Gestellte Aufgabe a: Kannst du aus dem Dokumenttext den Abschnitt wortgetreu abschreiben, der mit „Nach dem Krisenjahr“ beginnt und bis einschließlich „nicht beherrscht ein.“ reicht?

Dokumenttext:
|---|
Nach dem Krisenjahr 2022 zeigten sich Branchenvertreter verhalten zuversichtlich. Anfang Januar 2023 waren die Gasspeicher noch gut gefüllt und es war innerhalb weniger Monate gelungen, drei Flüssiggasterminals zu installieren und einen Teil der fehlenden Gasmengen aus Russland zu ersetzen. Bundeswirtschaftsminister Robert Habeck stufte in seiner Rede die Krise als handhabbar, aber noch nicht beherrscht ein.

Etwas leiser waren die Stimmen, die die Hintergründe der relativ guten Versorgungslage mit Gas erläuterten. Von den geforderten Einsparungen waren bei den privaten Haushalten 14 Prozent erreicht worden, wie Klaus Müller, Bundesnetzagentur, ausführte. Andreas Feicht, Rheinenergie, berichtete, dass ein Großteil der Sparmaßnahmen von der Industrie erbracht worden sei, die Wärmeprozesse auf andere fossile Energieträger umgestellt hätten. Zeitweise sei es für Industrieunternehmen lukrativer gewesen, ihre langfristig eingekauften Energiemengen wieder am Markt zu verkaufen und die Produktion herunterzufahren. Für die Industrie habe es anstelle von Glas- oder Zementgeld Strom- und Gasgeld gegeben, brachte Maik Render, N-Ergie, die Entwicklung auf den Punkt.

CCS wird zur Option

Habeck betonte in seiner Rede die Bedeutung von CCS, was bisher in Deutschland verboten ist. Für eine Einlagerung von Kohlenstoff im Boden müssten geeignete Lagerstätten gefunden werden. Diese könnten auch im Ausland liegen, so dass ein grenzüberschreitender Handel möglich werden müsse. Beispielsweise habe Dänemark angekündigt, CO2 im Boden verpressen zu wollen.

Die wegweisende Aussage zu CCS wurde von der Branche mit Interesse verfolgt. Klaus Langemann, Wintershall, begrüßte die Ankündigungen des Wirtschaftsministers ausdrücklich. Das Unternehmen will Wasserstoff aus Erdgas – sogenannten blauen Wasserstoff – in Wilhelmshaven produzieren und das dabei entstehenden CO2 nach Norwegen exportieren. Im Projekt „NOR-GE“ planen Wintershall DEA und Equinor eine 900 Kilometer lange Pipeline zu Speicherstätten in Norwegen. Diese soll eine Transportkapazität von jährlich 20 bis 40 Millionen Tonnen CO2 haben, was nach Angaben von Wintershall DEA etwa zwanzig Prozent der Industrieemissionen pro Jahr in Deutschland entspricht.
|---|
Datensätze:
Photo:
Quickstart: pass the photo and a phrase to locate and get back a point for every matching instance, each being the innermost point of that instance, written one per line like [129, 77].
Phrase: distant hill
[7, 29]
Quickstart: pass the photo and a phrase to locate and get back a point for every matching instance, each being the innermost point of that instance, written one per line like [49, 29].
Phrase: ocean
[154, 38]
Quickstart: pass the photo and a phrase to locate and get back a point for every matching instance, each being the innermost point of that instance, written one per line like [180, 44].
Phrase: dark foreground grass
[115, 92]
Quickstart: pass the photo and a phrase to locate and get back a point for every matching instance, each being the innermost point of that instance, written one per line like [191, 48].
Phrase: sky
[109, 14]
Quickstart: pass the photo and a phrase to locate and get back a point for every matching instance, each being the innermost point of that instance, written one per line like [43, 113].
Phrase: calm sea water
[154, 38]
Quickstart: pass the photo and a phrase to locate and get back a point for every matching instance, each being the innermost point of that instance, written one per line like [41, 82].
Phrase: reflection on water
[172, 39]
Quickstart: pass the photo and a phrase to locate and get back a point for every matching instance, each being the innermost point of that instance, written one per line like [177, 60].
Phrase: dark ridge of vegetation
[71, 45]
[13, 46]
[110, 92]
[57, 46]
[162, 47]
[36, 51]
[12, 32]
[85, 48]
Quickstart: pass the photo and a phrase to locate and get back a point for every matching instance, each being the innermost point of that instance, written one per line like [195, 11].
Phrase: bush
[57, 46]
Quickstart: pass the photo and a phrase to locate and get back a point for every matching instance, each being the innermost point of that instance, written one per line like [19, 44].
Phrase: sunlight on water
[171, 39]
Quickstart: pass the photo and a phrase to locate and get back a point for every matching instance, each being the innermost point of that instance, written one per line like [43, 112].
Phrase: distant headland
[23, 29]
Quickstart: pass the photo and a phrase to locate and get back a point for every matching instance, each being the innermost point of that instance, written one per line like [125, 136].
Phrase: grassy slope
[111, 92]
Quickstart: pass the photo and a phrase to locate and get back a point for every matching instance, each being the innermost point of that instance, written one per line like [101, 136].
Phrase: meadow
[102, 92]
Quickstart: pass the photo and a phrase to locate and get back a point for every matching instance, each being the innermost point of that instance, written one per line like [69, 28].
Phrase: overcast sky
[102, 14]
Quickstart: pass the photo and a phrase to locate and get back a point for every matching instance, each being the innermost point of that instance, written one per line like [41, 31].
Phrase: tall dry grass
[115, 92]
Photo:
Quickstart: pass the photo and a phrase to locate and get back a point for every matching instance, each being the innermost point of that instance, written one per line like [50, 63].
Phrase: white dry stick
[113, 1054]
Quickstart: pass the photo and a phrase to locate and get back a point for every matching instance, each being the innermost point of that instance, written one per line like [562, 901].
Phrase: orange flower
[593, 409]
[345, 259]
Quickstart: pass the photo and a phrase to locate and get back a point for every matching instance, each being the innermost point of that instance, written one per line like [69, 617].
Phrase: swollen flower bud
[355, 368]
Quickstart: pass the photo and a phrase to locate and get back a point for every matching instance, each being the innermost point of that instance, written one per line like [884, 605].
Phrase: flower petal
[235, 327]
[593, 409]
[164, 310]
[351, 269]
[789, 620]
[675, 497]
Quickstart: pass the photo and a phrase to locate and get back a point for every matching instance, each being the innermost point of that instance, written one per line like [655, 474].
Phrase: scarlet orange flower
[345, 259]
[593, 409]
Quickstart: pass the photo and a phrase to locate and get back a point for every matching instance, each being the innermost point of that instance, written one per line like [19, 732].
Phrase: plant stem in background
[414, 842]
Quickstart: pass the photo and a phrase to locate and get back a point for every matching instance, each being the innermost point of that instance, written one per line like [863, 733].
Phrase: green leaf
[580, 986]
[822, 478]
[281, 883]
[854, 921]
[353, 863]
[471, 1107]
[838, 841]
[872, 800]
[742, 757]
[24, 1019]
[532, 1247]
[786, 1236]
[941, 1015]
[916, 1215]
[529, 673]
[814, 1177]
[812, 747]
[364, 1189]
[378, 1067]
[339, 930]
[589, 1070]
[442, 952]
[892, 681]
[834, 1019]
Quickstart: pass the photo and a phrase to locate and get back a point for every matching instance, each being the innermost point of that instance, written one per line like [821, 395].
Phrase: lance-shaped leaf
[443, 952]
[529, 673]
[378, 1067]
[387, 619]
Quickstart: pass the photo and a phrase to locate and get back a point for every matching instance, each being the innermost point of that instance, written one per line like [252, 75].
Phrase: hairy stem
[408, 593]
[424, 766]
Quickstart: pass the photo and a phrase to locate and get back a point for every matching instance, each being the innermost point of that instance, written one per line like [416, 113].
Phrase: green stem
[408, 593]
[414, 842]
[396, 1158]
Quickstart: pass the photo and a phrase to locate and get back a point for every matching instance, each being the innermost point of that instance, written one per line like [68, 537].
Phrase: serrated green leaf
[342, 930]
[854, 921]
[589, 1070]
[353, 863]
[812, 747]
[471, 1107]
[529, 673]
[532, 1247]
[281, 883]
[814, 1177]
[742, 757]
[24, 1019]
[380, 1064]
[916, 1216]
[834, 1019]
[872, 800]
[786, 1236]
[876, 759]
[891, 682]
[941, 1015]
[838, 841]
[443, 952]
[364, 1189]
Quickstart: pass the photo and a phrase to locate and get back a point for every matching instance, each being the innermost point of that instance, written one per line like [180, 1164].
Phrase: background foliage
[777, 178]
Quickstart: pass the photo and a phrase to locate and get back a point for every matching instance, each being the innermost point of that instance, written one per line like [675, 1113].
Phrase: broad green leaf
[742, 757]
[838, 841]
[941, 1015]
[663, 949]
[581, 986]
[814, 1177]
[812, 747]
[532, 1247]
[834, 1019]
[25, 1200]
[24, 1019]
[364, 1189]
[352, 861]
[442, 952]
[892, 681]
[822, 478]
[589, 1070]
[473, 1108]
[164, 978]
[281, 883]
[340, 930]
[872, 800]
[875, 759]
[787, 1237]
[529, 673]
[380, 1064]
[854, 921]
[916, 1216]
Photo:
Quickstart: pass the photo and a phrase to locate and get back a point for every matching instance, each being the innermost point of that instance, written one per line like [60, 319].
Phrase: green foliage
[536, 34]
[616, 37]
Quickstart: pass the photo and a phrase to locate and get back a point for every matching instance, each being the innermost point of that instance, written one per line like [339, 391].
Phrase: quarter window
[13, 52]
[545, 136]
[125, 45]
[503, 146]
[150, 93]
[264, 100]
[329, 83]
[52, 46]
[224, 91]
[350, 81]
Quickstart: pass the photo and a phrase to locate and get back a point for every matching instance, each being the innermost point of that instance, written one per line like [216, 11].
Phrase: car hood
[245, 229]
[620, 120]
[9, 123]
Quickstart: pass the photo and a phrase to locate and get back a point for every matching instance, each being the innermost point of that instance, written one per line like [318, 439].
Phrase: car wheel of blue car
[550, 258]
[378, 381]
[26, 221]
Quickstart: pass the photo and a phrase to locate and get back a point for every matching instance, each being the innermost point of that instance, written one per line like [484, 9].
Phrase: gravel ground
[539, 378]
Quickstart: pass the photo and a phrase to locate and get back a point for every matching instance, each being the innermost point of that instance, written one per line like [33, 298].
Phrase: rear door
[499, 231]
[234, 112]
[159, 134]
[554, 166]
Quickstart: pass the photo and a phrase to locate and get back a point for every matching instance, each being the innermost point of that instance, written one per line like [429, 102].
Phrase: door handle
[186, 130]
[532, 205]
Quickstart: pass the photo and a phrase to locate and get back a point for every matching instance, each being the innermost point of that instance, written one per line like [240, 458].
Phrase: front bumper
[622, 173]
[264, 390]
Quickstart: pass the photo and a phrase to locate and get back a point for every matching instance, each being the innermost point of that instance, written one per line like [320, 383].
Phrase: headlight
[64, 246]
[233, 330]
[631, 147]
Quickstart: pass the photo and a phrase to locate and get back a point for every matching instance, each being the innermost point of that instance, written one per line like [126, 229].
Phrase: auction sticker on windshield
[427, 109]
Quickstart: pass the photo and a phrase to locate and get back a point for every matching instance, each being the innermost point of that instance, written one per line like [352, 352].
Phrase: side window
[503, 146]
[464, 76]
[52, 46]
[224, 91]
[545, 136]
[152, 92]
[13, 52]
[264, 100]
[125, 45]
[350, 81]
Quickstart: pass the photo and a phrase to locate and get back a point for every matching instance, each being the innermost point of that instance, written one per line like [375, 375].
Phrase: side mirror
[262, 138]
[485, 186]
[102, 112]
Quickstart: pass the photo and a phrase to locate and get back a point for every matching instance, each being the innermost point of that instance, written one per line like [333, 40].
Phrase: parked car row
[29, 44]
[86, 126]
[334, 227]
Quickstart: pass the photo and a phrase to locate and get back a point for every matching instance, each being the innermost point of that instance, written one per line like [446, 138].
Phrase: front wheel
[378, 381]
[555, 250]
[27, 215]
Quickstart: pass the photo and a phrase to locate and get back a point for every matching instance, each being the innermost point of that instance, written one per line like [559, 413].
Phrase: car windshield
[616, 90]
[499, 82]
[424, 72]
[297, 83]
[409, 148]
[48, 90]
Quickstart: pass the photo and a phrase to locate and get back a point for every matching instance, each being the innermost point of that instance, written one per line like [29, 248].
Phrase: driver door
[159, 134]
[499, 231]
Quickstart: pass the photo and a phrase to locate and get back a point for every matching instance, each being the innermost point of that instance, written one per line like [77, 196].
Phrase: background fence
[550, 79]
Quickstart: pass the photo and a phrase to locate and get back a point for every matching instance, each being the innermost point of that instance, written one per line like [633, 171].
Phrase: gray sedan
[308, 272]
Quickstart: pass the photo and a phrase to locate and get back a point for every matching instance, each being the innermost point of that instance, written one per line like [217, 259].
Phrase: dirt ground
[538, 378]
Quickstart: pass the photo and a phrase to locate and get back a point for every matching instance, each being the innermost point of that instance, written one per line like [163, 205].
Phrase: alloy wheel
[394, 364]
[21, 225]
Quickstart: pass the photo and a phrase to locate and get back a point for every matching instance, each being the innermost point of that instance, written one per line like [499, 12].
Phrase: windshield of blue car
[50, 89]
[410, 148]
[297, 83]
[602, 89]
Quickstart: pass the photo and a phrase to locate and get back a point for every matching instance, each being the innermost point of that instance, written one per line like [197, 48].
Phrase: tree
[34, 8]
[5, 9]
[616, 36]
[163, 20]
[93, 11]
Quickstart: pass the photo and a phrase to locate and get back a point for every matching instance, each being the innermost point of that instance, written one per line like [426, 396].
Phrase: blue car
|---|
Gestellte Aufgabe b: Kannst du in den Einträgen die Zeilen ab der Zeile mit „like [252, 75].“ bis einschließlich der Zeile mit „[396, 1158]“ noch einmal ausgeben und dabei „stem“ gegen „stalk“ austauschen, sonst aber nichts ändern? Gib nur diese Zeilen wieder.

Vollständige Antwort a:
Nach dem Krisenjahr 2022 zeigten sich Branchenvertreter verhalten zuversichtlich. Anfang Januar 2023 waren die Gasspeicher noch gut gefüllt und es war innerhalb weniger Monate gelungen, drei Flüssiggasterminals zu installieren und einen Teil der fehlenden Gasmengen aus Russland zu ersetzen. Bundeswirtschaftsminister Robert Habeck stufte in seiner Rede die Krise als handhabbar, aber noch nicht beherrscht ein.

Vollständige Antwort b:
Quickstart: pass the photo and a phrase to locate and get back a point for every matching instance, each being the innermost point of that instance, written one per line like [252, 75].
Phrase: hairy stalk
[408, 593]
[424, 766]
Quickstart: pass the photo and a phrase to locate and get back a point for every matching instance, each being the innermost point of that instance, written one per line like [416, 113].
Phrase: green stalk
[408, 593]
[414, 842]
[396, 1158]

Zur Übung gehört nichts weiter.